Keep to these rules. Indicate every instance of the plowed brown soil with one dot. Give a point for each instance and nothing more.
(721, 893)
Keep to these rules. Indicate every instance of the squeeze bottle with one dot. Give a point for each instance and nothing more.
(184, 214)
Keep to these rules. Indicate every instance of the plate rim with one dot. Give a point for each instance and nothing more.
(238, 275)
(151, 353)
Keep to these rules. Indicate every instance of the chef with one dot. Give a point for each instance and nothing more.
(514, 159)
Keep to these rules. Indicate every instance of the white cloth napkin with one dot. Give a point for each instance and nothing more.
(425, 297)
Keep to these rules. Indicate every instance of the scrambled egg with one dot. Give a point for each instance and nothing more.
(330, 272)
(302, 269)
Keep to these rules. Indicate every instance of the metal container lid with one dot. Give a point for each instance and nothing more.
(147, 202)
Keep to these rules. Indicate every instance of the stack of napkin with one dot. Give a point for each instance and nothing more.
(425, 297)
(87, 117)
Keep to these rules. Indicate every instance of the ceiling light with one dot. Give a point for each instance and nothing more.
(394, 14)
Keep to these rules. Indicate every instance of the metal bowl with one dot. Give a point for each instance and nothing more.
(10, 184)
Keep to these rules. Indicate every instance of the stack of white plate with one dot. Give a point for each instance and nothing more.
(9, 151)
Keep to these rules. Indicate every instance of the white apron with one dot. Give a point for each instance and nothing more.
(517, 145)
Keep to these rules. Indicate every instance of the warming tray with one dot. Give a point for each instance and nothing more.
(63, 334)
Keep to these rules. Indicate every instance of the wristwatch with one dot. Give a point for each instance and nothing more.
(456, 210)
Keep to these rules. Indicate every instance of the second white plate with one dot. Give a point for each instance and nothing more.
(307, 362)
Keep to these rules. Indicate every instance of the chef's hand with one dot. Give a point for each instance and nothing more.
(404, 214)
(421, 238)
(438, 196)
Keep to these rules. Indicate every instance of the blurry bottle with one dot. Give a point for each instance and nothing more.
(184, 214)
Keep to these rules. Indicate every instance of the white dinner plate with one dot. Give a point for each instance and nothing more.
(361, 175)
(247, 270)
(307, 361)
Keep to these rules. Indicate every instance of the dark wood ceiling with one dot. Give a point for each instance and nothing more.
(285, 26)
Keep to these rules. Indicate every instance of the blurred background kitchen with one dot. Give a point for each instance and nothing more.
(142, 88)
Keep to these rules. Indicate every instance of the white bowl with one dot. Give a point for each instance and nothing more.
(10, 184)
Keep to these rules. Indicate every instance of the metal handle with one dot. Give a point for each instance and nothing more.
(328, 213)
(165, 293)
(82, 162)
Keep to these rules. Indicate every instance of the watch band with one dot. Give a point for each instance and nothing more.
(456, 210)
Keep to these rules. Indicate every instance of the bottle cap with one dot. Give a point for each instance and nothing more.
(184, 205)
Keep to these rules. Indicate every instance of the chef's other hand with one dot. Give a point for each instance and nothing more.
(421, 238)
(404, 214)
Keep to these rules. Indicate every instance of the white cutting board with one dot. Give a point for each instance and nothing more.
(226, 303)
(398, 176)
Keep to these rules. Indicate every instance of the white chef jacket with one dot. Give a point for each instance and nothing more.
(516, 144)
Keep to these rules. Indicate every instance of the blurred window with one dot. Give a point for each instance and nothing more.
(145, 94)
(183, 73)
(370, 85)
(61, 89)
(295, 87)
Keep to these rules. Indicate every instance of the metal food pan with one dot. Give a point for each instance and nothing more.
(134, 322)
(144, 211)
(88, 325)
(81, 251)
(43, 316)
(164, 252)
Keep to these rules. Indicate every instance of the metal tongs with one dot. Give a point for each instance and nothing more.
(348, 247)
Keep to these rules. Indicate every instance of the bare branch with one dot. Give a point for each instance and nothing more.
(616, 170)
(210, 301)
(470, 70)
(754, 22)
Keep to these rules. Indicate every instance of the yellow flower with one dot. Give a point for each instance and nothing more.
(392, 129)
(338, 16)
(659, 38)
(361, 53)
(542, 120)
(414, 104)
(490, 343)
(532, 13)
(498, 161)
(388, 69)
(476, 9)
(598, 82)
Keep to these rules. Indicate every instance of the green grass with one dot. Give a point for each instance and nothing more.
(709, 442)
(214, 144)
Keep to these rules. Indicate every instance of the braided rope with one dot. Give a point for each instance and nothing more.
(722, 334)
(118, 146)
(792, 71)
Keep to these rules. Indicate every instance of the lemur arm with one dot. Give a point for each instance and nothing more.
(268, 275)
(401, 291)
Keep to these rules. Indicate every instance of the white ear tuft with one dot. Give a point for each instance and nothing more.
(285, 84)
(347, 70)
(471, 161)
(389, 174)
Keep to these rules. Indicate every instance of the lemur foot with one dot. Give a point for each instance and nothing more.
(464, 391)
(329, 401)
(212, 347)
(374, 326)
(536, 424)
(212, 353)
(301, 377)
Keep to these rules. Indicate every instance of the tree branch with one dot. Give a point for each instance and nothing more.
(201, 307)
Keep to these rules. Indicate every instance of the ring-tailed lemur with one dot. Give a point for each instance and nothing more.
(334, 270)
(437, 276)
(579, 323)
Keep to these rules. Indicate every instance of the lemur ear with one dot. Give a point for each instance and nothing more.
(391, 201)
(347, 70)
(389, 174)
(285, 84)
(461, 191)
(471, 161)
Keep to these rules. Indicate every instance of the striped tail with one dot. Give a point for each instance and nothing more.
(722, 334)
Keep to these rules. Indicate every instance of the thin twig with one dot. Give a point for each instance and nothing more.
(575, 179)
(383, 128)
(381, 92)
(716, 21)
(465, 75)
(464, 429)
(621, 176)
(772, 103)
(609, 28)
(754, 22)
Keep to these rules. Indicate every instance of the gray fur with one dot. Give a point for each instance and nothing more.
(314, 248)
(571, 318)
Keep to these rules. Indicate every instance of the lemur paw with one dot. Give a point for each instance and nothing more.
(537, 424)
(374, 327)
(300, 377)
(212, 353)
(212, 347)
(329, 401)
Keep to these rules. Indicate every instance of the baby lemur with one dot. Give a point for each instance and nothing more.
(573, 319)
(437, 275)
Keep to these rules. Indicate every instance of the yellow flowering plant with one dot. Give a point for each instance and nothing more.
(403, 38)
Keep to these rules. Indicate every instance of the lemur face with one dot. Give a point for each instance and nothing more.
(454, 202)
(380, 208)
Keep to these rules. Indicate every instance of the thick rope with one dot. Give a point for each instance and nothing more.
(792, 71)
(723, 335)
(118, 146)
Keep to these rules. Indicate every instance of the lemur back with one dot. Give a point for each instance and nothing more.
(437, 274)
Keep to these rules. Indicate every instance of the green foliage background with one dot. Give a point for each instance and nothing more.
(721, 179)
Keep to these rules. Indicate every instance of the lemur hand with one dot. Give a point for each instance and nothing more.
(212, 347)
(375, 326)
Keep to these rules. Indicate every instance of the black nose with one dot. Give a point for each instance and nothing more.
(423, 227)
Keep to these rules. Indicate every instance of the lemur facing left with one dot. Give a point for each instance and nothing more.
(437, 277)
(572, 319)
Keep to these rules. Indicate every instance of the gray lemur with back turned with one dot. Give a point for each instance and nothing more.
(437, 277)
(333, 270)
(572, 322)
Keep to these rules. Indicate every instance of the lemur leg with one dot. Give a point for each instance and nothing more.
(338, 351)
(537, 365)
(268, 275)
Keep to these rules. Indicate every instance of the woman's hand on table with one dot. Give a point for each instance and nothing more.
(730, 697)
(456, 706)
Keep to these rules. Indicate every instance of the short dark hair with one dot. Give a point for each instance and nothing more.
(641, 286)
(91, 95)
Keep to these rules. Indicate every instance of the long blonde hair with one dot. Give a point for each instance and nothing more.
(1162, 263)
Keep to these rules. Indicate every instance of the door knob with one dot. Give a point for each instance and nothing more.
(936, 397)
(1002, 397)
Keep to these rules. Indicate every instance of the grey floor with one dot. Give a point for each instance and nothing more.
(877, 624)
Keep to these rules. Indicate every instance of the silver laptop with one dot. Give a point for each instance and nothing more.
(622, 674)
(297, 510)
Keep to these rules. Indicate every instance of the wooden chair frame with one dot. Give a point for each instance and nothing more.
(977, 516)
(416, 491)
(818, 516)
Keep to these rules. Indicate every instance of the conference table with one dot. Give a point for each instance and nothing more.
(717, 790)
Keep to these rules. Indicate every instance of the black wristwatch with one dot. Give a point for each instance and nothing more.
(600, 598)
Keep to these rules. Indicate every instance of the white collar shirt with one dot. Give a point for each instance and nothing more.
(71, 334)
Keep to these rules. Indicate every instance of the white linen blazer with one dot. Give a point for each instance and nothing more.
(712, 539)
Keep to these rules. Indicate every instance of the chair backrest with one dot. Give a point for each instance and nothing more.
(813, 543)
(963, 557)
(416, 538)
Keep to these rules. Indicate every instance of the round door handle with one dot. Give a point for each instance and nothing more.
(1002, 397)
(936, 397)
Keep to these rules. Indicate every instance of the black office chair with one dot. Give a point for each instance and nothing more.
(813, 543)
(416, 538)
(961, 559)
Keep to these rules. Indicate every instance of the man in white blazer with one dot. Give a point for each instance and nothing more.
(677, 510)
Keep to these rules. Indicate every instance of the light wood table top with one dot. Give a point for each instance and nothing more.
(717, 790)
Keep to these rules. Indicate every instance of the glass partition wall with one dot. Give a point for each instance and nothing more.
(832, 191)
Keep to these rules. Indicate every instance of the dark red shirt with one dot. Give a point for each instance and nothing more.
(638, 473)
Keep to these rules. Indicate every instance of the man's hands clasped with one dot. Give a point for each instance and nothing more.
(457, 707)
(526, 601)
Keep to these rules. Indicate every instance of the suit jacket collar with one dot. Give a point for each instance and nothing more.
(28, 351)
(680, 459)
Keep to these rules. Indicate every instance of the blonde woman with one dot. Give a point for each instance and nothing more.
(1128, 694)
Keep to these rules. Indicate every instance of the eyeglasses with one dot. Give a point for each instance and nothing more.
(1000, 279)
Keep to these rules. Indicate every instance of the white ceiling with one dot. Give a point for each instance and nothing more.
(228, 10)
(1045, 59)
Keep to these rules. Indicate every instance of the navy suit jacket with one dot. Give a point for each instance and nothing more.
•••
Every line from the one containing "Keep to these rules. Indicate every instance of the chair" through the end of the entries above must be echoed exactly, with both ends kept.

Keep to these rules. Indicate every instance of the chair backrest with one dot. Give a point for each instance and nothing more.
(813, 543)
(963, 557)
(416, 538)
Keep to these rules. Indicate every instance of the round door handle with one dot. Give a point for each instance and nothing more.
(1002, 397)
(936, 397)
Keep to these rules. Indicate every instance of the black office chair with one dot. Give a point for each instance and nothing more.
(813, 543)
(416, 538)
(961, 559)
Keep to these rules. Indicate every instance of the man in white blazer with one dot. Give a point for each instance and nothing more.
(677, 510)
Keep to these rules. Indicate every instance of the light wood table top with one dot. Give a point for each instance and nothing more.
(717, 790)
Keep to these rules. Indicate every instance of the glass partition wall with one dot. Give a point for each instance and nothing more.
(832, 191)
Keep to these rules. Indicate every instance of the dark red shirt with one dot. Give a point for each instance and nothing more.
(638, 473)
Keep to these rules. Indicate every instance of the man's hands clasped with one dot. Give a point for each instance and nothing more.
(457, 707)
(526, 601)
Keep to these rules. Indicate every instance of the suit jacket collar with one dot. Give a point for each instance and nothing more.
(28, 351)
(680, 459)
Keep to these rules. Indicate every instance of the blonde woman with one dot. Give a point for each instance and nothing more.
(1128, 694)
Keep to these rules. Indicate every instance of the eyeglasses with one dot. Give a point for each instance and nothing more.
(1000, 279)
Keep to these rules. Indicate every instance of the white ceiling with one dot. Give a point for each instance and nothing more.
(228, 10)
(1045, 59)
Keep to these rules. Indicate every instance of the navy suit jacket with one dot. Give a point for each instance and nothing more.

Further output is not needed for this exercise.